◆ **INSTRUCTIONS TO FOLLOW**
Output every entry exactly as written, skipping any pictures.

◆ **SOURCE RECORDS**
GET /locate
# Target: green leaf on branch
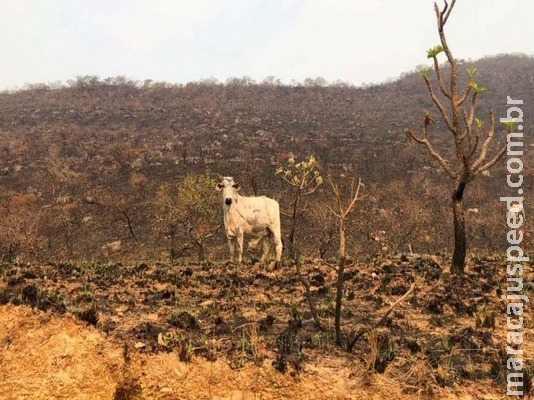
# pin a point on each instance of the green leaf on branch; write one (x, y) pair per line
(478, 89)
(434, 51)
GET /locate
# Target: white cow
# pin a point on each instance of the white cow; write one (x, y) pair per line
(254, 218)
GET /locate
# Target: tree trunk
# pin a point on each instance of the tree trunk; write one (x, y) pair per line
(460, 242)
(340, 281)
(339, 299)
(292, 250)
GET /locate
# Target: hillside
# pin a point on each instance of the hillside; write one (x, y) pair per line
(81, 164)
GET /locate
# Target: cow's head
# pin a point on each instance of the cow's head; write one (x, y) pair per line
(229, 190)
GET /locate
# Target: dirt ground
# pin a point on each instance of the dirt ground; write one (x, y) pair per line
(213, 332)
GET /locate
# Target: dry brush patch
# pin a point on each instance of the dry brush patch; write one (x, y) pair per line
(249, 328)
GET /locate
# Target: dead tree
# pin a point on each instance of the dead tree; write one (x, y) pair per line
(472, 140)
(342, 212)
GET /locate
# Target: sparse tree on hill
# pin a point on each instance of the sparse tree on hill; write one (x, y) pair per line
(472, 139)
(187, 212)
(304, 178)
(342, 211)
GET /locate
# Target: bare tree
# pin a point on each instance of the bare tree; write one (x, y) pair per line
(305, 178)
(187, 213)
(472, 140)
(342, 212)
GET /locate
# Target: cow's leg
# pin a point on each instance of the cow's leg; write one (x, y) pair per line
(277, 238)
(231, 247)
(239, 242)
(265, 245)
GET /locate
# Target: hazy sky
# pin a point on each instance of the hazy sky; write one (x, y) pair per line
(359, 41)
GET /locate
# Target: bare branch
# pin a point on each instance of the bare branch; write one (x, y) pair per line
(485, 145)
(438, 104)
(381, 320)
(442, 162)
(492, 162)
(441, 82)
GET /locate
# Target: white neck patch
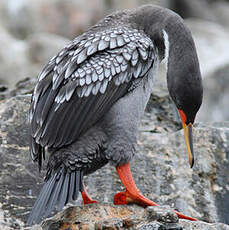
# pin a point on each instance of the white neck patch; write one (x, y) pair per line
(166, 43)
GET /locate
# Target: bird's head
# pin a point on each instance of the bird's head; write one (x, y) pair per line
(185, 84)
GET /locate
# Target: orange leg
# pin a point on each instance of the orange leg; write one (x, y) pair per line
(132, 194)
(86, 197)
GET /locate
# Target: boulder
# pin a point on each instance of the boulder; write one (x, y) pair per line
(211, 41)
(107, 216)
(160, 167)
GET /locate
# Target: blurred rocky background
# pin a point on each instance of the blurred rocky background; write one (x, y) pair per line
(32, 31)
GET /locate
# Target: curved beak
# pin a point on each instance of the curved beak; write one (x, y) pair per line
(188, 141)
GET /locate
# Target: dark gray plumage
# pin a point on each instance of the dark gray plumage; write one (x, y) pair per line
(89, 99)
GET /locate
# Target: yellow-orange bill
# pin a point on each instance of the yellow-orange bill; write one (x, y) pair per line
(188, 141)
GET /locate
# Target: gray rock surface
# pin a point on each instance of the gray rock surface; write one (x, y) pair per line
(160, 167)
(216, 95)
(107, 216)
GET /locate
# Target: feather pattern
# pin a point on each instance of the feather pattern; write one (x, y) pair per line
(95, 64)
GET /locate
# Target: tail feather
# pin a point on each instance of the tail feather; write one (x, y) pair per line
(62, 187)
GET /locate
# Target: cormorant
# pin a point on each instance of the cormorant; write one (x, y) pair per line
(89, 99)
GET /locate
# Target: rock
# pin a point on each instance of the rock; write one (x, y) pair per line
(14, 64)
(211, 39)
(108, 216)
(193, 9)
(160, 167)
(26, 58)
(67, 18)
(222, 12)
(216, 94)
(162, 214)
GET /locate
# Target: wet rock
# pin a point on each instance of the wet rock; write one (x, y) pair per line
(160, 168)
(66, 18)
(108, 216)
(14, 64)
(193, 9)
(216, 94)
(211, 39)
(162, 214)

◆ **ANSWER TO THIS TASK**
GET /locate
# Target: green leaf on branch
# pin a point on each instance of the green leaf on branch; write one (x, y) pair per line
(478, 89)
(434, 51)
GET /locate
# Target: white cow
# pin a point on each instance of the white cow; write one (x, y) pair per line
(254, 218)
GET /locate
# Target: tree trunk
# pin a point on each instance of the tree trunk; write one (x, y) pair per line
(460, 242)
(340, 281)
(339, 299)
(292, 250)
GET /locate
# Target: hillside
# pin a point on each instance of the hillside; write one (x, y) pair per line
(81, 164)
GET /locate
# Target: cow's head
# pin a point on each instance of the cow's head; write one (x, y) pair per line
(229, 190)
GET /locate
# Target: dirt ground
# pin a point on each instance of the dirt ground; write one (x, y) pair per line
(213, 332)
GET /locate
# Target: dry brush patch
# pin a point on each instance of the dry brush patch; write one (x, y) pair per line
(249, 328)
GET /locate
# Target: dead tree
# pin a point on each instance of the dead tree; write one (x, y) pair per line
(472, 140)
(342, 212)
GET /locate
# Target: sparse tree on hill
# pin a point on each instance of the sparse tree on hill; write one (x, y) pair per line
(472, 139)
(187, 212)
(304, 178)
(342, 211)
GET /locate
# Target: bare tree
# pin a point on each instance of the bare tree; write one (x, y) pair per line
(305, 178)
(187, 213)
(472, 140)
(342, 212)
GET /locate
# Target: cow's leg
# pin a point on each instance of the cow's leg; write one (x, y) pair per line
(277, 238)
(231, 247)
(239, 242)
(265, 245)
GET /locate
# Target: hazy sky
# pin a point on each instance of the hazy sky; write one (x, y) pair per line
(359, 41)
GET /locate
# Target: bare branch
# pin a point on each instance of the bare branch; write one (x, y) pair per line
(485, 145)
(438, 104)
(381, 320)
(442, 162)
(492, 162)
(441, 82)
GET /locate
# Target: white neck patch
# pin a point on each instance of the white neck patch; write one (x, y) pair per line
(166, 43)
GET /locate
# Target: bird's head
# pin a point on each instance of the bird's head; write one (x, y) pair per line
(185, 84)
GET /locate
# Target: orange leg
# pin a point on each instance of the orange leg; write one (x, y) pair per line
(132, 194)
(86, 197)
GET /locate
# Target: boulder
# pin a point on each instance of the boulder; write one (x, y) pair per line
(211, 41)
(107, 216)
(160, 167)
GET /locate
# Target: blurred rocky background
# pin a point on each instance of the blurred rocky background; write one (x, y) pair per line
(32, 31)
GET /locate
# Target: curved beak
# pin a point on each instance of the curved beak; write one (x, y) pair per line
(188, 141)
GET /locate
# Target: dark gray plumage
# pin a point on each instance of the dark gray plumage; write one (x, y) pair per line
(89, 99)
GET /locate
# Target: yellow-orange bill
# pin a point on each instance of the yellow-orange bill; write one (x, y) pair per line
(188, 141)
GET /locate
# Target: gray rock surface
# pin a point on each instance of the gray rock surface; write one (x, y) pair per line
(160, 167)
(216, 95)
(107, 216)
GET /locate
# Target: feather pattern
# pin a point on each instance of the feather pattern; write one (x, y) pair per line
(95, 64)
GET /locate
# Target: tail feather
# pin a point on each instance of the tail feather; write one (x, y) pair per line
(62, 187)
GET /locate
# Target: cormorant
# pin a point on each instance of the cormorant; write one (x, y) pair per line
(89, 99)
GET /locate
# Target: rock
# pin a point on each instance of the rock; write one (x, y) pair per line
(14, 64)
(211, 39)
(108, 216)
(193, 9)
(160, 167)
(26, 58)
(67, 18)
(222, 12)
(216, 94)
(162, 214)
GET /locate
# Target: wet rock
# pin a point on each instance of the wet rock; write one (x, y) pair per line
(160, 168)
(66, 18)
(108, 216)
(14, 64)
(193, 9)
(216, 94)
(211, 39)
(162, 214)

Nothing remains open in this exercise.